◆ Extract ◆
○ ○ ○ ○ ○

Various commentators have been gaming out the effects of a Supreme Court nomination on the election. The obvious answer, so far as Roe v. Wade goes is that it will raise the stakes, and raise passions, mobilization, and turnout on both sides. I do not pretend to know which side will benefit more.
But give the Democratic leadership credit, for once, with keen political sense. They have chosen their message wisely. They will avoid discussion of abortion, which is divisive, and focus on Obamacare, which is not.
That may be surprising, given how divisive Obamacare has been in the past, but currently the Supreme Court is facing a lawsuit seeking to strike down the entire law. Consider the implications.
Obamacare expanded Medicaid. Pre-pandemic, about 10 million people had health insurance under the Medicaid expansion. It also set up health insurance exchanges. Pre-pandemic, about 10 million people bought health insurance on the exchanges. Mass layoffs during the pandemic have presumably raised both figures, but let us assume them for the time being. Repeal the entire law, and both provisions immediately vanish. That means the Supreme Court could strip 20 million people of their health insurance overnight!
But that is not what Democrats are focusing on. Repeal will also remove all Obamacare's requirements that health insurance companies cannot deny coverage for pre-existing conditions. Given the number of people with pre-existing conditions, or who know someone with a pre-existing condition, this is what Joe Biden called a BFD.
The practical upshot of all of this is that basically no one favors the wholesale repeal of Obamacare. And yet their is a lawsuit to do just that schedules for hearing in front of the Supreme Court shortly after the election. And Donald Trump has ordered the Department of Justice to argue in favor of repeal, an action that one Republican spokesman described as making as much political sense as diving headfirst into a wood chipper. The Supreme Court did its best to keep Donald Trump away from the wood chipper by postponing argument until after the election. But sometimes the unpredictable happens, and suddenly the question of whether a Trump appointee would strike down the protections of Obamacare has become a major election issue.
That raises two other questions.
One is what the Supreme Court would do. There is more or less unanimous agreement, even among people who pressed for repeal in the past, that the argument lacks legal merit. But when has that ever stopped a determined Supreme Court? I am reasonably confident that if Trump is reelected, a Republican majority on the Supreme Court will save him from himself and uphold the law. The country will be exposed to a bunch of outraged tweets, but no other harm will be done.

○ ○ ○ ○ ○

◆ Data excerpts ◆
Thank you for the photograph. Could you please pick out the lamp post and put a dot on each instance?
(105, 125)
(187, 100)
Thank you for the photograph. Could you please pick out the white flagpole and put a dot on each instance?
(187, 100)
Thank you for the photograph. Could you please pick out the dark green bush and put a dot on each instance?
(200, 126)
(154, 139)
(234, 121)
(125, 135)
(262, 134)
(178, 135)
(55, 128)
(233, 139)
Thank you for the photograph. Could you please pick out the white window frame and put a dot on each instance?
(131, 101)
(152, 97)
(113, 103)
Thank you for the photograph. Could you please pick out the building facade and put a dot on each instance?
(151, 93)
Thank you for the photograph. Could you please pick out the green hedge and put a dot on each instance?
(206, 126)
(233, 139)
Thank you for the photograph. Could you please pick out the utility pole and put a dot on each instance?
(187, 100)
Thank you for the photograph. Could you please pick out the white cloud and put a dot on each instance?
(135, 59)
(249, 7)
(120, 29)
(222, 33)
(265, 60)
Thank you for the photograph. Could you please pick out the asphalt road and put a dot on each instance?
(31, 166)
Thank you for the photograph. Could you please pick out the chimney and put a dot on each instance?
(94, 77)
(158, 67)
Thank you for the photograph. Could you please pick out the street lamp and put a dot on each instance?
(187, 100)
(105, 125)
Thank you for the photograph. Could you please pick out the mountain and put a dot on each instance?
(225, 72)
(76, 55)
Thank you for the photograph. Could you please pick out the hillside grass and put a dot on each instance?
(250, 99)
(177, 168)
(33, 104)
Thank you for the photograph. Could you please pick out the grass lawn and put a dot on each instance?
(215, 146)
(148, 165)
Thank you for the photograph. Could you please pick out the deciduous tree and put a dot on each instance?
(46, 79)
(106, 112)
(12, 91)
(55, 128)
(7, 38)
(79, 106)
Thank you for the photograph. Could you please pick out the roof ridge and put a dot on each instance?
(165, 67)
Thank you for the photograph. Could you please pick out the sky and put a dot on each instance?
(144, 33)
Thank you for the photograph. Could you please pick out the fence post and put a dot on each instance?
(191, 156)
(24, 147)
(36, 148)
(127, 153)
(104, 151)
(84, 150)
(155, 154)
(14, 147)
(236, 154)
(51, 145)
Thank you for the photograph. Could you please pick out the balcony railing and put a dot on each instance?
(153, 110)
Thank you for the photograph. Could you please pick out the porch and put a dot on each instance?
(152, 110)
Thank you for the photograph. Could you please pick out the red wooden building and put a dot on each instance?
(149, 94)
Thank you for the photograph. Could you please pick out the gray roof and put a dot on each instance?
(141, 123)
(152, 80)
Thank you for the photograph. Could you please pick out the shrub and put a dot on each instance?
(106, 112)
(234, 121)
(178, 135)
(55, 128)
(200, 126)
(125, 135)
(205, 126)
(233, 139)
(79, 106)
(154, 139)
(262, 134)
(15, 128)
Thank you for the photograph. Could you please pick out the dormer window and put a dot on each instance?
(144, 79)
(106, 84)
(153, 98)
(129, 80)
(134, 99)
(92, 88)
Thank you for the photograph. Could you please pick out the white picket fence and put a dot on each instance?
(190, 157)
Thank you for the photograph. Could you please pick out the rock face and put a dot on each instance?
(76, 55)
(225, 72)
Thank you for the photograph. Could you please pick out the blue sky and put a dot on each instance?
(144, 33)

○ ○ ○ ○ ○

◆ Exercise brief ◆
Summarize the commentary on the Supreme Court nomination and Obamacare in two sentences. The data excerpts are separate material and are unrelated to the commentary.

◆ Your solution ◆
Democrats are focusing the Supreme Court nomination fight on Obamacare rather than abortion because a lawsuit before the Court seeks to strike down the entire law, which would end its Medicaid expansion, its insurance exchanges, and its protections for people with pre-existing conditions. Trump has ordered the Department of Justice to argue for repeal, but there is wide agreement that the argument lacks legal merit, and the author is reasonably confident that if Trump is reelected, a Republican majority on the Court would uphold the law.